Exercise goal: Copy every line of the listing below without changing anything.

▽

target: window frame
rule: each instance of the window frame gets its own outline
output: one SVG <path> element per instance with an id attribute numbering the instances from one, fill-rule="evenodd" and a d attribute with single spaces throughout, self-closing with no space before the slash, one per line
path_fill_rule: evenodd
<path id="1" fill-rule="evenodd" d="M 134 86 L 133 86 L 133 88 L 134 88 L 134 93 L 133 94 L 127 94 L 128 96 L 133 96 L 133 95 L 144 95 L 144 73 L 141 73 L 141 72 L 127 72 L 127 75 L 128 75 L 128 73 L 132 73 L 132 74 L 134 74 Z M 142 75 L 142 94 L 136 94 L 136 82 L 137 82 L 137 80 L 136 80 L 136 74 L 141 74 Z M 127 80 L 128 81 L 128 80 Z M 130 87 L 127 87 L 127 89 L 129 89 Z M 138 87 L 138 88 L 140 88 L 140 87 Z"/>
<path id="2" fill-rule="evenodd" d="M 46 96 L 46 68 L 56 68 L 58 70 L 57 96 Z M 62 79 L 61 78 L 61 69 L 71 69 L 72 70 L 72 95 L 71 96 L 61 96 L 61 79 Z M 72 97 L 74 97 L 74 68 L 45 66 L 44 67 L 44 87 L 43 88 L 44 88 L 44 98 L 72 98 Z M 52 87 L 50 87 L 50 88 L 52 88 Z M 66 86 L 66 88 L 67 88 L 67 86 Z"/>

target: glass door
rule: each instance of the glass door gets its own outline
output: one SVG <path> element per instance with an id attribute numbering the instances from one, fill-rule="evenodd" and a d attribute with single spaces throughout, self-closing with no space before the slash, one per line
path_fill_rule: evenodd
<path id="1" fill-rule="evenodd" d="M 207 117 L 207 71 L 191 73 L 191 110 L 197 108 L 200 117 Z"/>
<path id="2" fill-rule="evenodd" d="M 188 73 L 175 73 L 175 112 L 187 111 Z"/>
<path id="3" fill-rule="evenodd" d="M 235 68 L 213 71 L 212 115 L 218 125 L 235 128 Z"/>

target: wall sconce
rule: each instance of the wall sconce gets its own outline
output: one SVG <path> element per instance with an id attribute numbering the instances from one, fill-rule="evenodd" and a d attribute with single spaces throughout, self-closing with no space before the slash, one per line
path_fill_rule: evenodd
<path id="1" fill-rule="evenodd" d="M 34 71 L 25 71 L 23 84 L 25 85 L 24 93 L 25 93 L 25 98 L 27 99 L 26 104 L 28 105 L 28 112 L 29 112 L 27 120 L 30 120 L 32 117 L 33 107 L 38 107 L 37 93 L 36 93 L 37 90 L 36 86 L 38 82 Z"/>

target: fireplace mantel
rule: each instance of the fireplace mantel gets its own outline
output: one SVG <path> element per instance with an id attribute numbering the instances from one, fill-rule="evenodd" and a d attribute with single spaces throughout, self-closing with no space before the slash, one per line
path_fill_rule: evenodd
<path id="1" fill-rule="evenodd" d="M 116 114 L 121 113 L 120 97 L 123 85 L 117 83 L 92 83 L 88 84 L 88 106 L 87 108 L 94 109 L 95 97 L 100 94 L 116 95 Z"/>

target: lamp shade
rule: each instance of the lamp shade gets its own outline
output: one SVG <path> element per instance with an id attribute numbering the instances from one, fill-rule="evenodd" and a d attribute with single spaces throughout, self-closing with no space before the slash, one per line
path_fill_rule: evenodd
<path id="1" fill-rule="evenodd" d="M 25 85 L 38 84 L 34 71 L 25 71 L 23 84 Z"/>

△

Reply:
target: window frame
rule: each instance of the window frame gets its own outline
output: one SVG <path> element per instance with an id attribute numbering the instances from one, fill-rule="evenodd" and a d attribute with single spaces throughout, self-closing with no space before the slash, one per line
path_fill_rule: evenodd
<path id="1" fill-rule="evenodd" d="M 134 86 L 133 86 L 133 88 L 134 88 L 134 93 L 133 94 L 127 94 L 128 96 L 133 96 L 133 95 L 144 95 L 144 73 L 141 73 L 141 72 L 127 72 L 127 75 L 128 75 L 128 73 L 132 73 L 132 74 L 134 74 Z M 142 75 L 142 94 L 136 94 L 136 82 L 137 82 L 137 80 L 136 80 L 136 74 L 141 74 Z M 127 80 L 128 81 L 128 80 Z M 130 87 L 127 87 L 127 89 L 129 89 Z M 138 87 L 138 88 L 140 88 L 140 87 Z"/>
<path id="2" fill-rule="evenodd" d="M 46 96 L 46 68 L 56 68 L 58 70 L 57 96 Z M 62 79 L 61 78 L 61 69 L 71 69 L 72 70 L 72 95 L 71 96 L 61 96 L 61 79 Z M 72 97 L 74 97 L 74 68 L 45 66 L 44 67 L 44 87 L 43 88 L 44 88 L 44 98 L 72 98 Z M 52 87 L 50 87 L 50 88 L 52 88 Z M 66 86 L 66 88 L 67 88 L 67 86 Z"/>

target: glass door
rule: each instance of the glass door gets its own outline
output: one SVG <path> element per instance with an id attribute numbering the instances from one, fill-rule="evenodd" and a d attribute with single spaces throughout, self-closing with no space before the slash, one per line
path_fill_rule: evenodd
<path id="1" fill-rule="evenodd" d="M 207 117 L 207 71 L 191 73 L 191 110 L 197 108 L 200 117 Z"/>
<path id="2" fill-rule="evenodd" d="M 188 73 L 175 73 L 175 112 L 187 111 Z"/>
<path id="3" fill-rule="evenodd" d="M 235 68 L 213 71 L 212 115 L 218 125 L 235 128 Z"/>

target: wall sconce
rule: each instance of the wall sconce gets its own outline
output: one SVG <path> element per instance with an id attribute numbering the instances from one, fill-rule="evenodd" and a d attribute with single spaces throughout, self-closing with no space before the slash, one per line
path_fill_rule: evenodd
<path id="1" fill-rule="evenodd" d="M 34 71 L 25 71 L 23 84 L 25 85 L 24 93 L 25 93 L 25 98 L 27 99 L 26 104 L 28 105 L 28 112 L 29 112 L 27 120 L 30 120 L 32 117 L 33 107 L 38 107 L 37 93 L 36 93 L 37 90 L 36 86 L 38 82 Z"/>

target: fireplace mantel
rule: each instance of the fireplace mantel gets its own outline
output: one SVG <path> element per instance with an id attribute numbering the instances from one, fill-rule="evenodd" and a d attribute with single spaces throughout, self-closing with no space before the slash, one per line
path_fill_rule: evenodd
<path id="1" fill-rule="evenodd" d="M 116 114 L 121 113 L 120 97 L 123 85 L 117 83 L 92 83 L 88 84 L 88 106 L 87 108 L 94 109 L 95 97 L 100 94 L 116 95 Z"/>

target: lamp shade
rule: each instance of the lamp shade gets its own outline
output: one SVG <path> element per instance with an id attribute numbering the instances from one, fill-rule="evenodd" and a d attribute with single spaces throughout, self-closing with no space before the slash, one per line
path_fill_rule: evenodd
<path id="1" fill-rule="evenodd" d="M 25 85 L 38 84 L 34 71 L 25 71 L 23 84 Z"/>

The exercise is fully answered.